====== PROVIDED ENTRIES ======

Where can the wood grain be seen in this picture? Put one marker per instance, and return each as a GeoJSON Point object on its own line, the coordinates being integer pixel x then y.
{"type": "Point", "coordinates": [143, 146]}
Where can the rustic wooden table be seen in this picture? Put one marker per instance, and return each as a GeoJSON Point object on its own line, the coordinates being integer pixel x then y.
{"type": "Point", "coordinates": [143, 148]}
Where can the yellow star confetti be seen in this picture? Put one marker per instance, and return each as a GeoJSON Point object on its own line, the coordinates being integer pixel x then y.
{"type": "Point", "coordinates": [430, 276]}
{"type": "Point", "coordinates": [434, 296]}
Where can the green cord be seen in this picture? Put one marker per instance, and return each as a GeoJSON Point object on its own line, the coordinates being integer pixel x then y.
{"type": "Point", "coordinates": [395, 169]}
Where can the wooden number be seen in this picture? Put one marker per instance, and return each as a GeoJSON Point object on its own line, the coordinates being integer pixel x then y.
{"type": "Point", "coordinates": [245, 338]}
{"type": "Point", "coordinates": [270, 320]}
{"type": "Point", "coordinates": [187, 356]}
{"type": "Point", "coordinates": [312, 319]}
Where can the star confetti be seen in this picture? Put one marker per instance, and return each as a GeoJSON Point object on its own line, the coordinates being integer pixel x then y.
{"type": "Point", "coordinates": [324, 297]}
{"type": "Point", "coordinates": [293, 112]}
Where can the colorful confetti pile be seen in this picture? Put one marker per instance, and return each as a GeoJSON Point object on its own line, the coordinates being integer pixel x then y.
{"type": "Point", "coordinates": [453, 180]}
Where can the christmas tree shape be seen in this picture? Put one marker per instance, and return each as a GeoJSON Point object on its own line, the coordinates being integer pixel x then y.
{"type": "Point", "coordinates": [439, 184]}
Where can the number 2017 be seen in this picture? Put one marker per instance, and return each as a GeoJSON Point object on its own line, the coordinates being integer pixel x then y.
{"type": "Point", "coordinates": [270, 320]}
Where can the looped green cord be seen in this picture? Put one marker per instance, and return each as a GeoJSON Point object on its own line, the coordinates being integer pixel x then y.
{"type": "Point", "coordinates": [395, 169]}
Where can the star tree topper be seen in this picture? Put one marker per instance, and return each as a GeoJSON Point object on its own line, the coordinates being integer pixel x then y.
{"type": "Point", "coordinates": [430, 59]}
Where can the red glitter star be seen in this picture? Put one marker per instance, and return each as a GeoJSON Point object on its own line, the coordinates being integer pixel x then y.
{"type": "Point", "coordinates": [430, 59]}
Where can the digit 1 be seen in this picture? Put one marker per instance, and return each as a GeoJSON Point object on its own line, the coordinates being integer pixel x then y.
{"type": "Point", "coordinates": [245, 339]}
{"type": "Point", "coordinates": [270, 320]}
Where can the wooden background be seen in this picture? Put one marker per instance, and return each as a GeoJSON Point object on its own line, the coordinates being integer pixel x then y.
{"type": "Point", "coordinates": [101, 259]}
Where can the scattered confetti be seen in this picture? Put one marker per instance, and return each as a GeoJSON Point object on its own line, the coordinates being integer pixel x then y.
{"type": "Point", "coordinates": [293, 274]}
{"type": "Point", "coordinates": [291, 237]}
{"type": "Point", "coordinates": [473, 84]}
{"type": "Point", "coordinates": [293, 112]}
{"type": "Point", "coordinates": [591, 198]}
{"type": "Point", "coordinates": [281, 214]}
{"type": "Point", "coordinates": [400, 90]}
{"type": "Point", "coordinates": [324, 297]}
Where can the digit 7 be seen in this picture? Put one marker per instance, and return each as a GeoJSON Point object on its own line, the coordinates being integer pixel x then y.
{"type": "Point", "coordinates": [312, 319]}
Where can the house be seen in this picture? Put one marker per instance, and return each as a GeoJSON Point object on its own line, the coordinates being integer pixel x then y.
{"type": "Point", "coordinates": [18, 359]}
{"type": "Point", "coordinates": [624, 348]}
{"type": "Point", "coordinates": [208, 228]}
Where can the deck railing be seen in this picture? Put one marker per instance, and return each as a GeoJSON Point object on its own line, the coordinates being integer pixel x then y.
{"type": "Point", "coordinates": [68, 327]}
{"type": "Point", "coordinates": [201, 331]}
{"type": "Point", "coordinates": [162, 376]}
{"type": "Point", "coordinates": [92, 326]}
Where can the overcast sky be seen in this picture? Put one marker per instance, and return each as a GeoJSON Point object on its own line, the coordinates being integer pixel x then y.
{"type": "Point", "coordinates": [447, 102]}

======

DESCRIPTION OF THE TASK. Set down the line that contains "Where can the wooden background" exactly. Do the same for each later line of the data, through the end, and add nothing.

YOUR SOLUTION.
Where can the wooden background be seen in this picture? Put one marker per instance, and return each as a GeoJSON Point object on its own line, the coordinates being integer pixel x then y.
{"type": "Point", "coordinates": [101, 259]}
Where can the scattered confetti be seen in this picture? Put one marker per instance, and return each as a GeoJSON Point object on its own line, the coordinates being integer pixel x then y.
{"type": "Point", "coordinates": [293, 274]}
{"type": "Point", "coordinates": [291, 237]}
{"type": "Point", "coordinates": [473, 84]}
{"type": "Point", "coordinates": [293, 112]}
{"type": "Point", "coordinates": [591, 198]}
{"type": "Point", "coordinates": [281, 214]}
{"type": "Point", "coordinates": [400, 90]}
{"type": "Point", "coordinates": [324, 297]}
Where can the digit 7 be seen in this picture? Put one marker per instance, and return each as a GeoJSON Point object on its own line, the coordinates being integer pixel x then y.
{"type": "Point", "coordinates": [312, 319]}
Where can the house be seen in this picture? Put one marker per instance, and return each as a GeoJSON Point object on its own line, the coordinates being integer pixel x then y.
{"type": "Point", "coordinates": [18, 359]}
{"type": "Point", "coordinates": [624, 348]}
{"type": "Point", "coordinates": [208, 228]}
Where can the deck railing be seen in this picture? Put one marker per instance, and return each as a GeoJSON Point object on its own line, the coordinates being integer pixel x then y.
{"type": "Point", "coordinates": [68, 327]}
{"type": "Point", "coordinates": [201, 331]}
{"type": "Point", "coordinates": [162, 376]}
{"type": "Point", "coordinates": [92, 326]}
Where can the overcast sky be seen in this picture? Put one marker per instance, and return each as a GeoJSON Point object on its own line, the coordinates being integer pixel x then y.
{"type": "Point", "coordinates": [447, 102]}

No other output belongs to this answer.